Reproduce all the entries precisely.

Part of a data file
┄┄┄┄┄┄┄┄┄┄┄┄┄┄┄┄┄┄┄┄

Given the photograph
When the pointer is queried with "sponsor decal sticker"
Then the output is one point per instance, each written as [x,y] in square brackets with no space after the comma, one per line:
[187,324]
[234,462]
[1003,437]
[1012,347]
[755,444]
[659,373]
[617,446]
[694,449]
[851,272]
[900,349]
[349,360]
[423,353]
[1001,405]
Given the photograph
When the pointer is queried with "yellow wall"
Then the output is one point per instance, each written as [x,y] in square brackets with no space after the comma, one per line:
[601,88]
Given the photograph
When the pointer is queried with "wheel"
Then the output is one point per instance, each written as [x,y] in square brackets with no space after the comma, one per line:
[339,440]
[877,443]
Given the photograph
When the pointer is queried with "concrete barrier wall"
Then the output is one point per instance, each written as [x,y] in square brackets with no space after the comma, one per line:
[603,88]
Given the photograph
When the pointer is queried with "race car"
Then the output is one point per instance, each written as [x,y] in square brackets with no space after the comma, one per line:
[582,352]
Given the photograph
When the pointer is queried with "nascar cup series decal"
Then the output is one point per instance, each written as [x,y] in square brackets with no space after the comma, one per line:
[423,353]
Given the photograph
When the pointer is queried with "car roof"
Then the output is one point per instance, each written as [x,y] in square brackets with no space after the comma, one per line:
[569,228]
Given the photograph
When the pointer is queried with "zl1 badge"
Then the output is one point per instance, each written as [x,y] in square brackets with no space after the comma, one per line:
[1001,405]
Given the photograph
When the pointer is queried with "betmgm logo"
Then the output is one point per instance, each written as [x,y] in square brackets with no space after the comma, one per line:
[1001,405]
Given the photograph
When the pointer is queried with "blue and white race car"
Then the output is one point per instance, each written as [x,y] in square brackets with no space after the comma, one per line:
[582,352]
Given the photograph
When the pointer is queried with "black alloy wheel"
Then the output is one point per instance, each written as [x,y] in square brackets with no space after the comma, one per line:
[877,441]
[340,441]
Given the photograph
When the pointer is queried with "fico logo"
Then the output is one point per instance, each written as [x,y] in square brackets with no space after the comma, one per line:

┄┄┄┄┄┄┄┄┄┄┄┄┄┄┄┄┄┄┄┄

### OUTPUT OF THE TASK
Given the photograph
When the pointer is queried with "sponsor decal sticker"
Then the output is one point per instance, each written as [x,y] in square brackets with no space after the comma, one per line:
[187,324]
[234,462]
[1003,437]
[1012,347]
[755,444]
[659,373]
[617,446]
[694,449]
[851,272]
[900,349]
[349,360]
[423,353]
[1001,405]
Given the photograph
When the pointer is queried with "yellow wall"
Then the output is one point per instance, each written as [x,y] in square brackets with no space after the comma, one per line:
[601,88]
Given the photograph
When the pointer is queried with "wheel"
Then the output is one point per instance, each written as [x,y] in square brackets with no space after the comma, one per line:
[339,440]
[877,443]
Given the photograph
When the pointer is queried with "concrete barrier wall"
Then the output is one point per instance, each written as [x,y] in square brackets with no space after the comma, one per line:
[603,88]
Given the photograph
When the pointer is queried with "race car"
Then the output is one point per instance, each written as [x,y] in square brackets with no space after the comma, one per line:
[582,352]
Given the photograph
When the pointer is queried with "nascar cup series decal"
Then the output is one point per instance, each written as [x,y] in square brackets with no space after the comma, one per line:
[423,353]
Given the photograph
When the pointer is queried with "car roof"
Then the output is one point per instance, each written as [x,y] in square brackets with no space after the comma, one per line:
[569,228]
Given the photograph
When the pointer is queried with "zl1 badge"
Then the output is one point per instance, each written as [x,y] in square brackets with no space after the comma, one per line:
[1001,405]
Given the photograph
When the pointer is queried with "betmgm logo"
Then the output is one point per instance, each written as [x,y] in square brackets with no space after the comma, one per line:
[1001,405]
Given the photograph
When the pointer is queried with "blue and white race car"
Then the output is one point per instance, each written as [x,y] in square brackets with no space after the comma, one per line:
[582,352]
Given the photograph
When the pointer is queried with "black alloy wheel"
Then the output is one point per instance, each written as [x,y] in square brackets with no space after the comma, one per line:
[877,441]
[340,441]
Given the photograph
When the pointer is queried with "fico logo"
Then the output is one point per instance, each written as [x,y] in square brackets with no space after the comma, one per line:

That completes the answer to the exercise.